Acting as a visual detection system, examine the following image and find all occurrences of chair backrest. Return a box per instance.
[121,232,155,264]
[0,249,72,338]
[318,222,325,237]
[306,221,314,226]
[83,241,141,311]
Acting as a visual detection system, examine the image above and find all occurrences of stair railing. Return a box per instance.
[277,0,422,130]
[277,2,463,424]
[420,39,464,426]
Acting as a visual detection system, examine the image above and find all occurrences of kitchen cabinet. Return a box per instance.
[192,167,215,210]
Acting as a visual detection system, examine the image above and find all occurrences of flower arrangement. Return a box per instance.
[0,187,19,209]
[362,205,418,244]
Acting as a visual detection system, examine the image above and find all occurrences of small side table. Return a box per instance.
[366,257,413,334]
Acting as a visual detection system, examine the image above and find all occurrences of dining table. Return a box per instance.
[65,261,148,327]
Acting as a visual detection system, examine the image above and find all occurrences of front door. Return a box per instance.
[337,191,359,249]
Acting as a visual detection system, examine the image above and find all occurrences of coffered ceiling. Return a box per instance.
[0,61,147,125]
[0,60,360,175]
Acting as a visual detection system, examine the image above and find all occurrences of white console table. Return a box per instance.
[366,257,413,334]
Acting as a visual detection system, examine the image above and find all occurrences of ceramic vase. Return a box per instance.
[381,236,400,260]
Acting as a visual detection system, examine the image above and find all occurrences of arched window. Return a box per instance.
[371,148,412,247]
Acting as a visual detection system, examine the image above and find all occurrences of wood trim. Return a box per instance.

* * * * *

▶ _TASK INSTRUCTIONS_
Which lines run from the one with "vase. Return a box per instance." through the end of the listing above? Restate them word for word, with nothing else.

▶ _ANSWER SECTION_
Acting as a visual detection system, examine the image above and find all occurrences of ceramic vase. Return a box per instance.
[381,236,400,260]
Acting as a visual detection system, examine the image above and find all occurrences of arched window. Return a box per instance.
[371,148,412,247]
Acting as a visual detection system, examine the image above and find all occurrences of wood trim. Return a box per instance.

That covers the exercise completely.